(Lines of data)

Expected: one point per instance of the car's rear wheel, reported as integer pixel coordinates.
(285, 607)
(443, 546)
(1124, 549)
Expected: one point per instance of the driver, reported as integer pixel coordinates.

PROBLEM DETAILS =
Give all the entries again exactly; leave none out.

SOLUTION FOR THIS EXERCISE =
Expected: one point per instance of the car's rear wheel, reported as integer pixel coordinates.
(285, 607)
(443, 546)
(1124, 549)
Expected: one point per instance of the driver, reported as integer pixel coordinates.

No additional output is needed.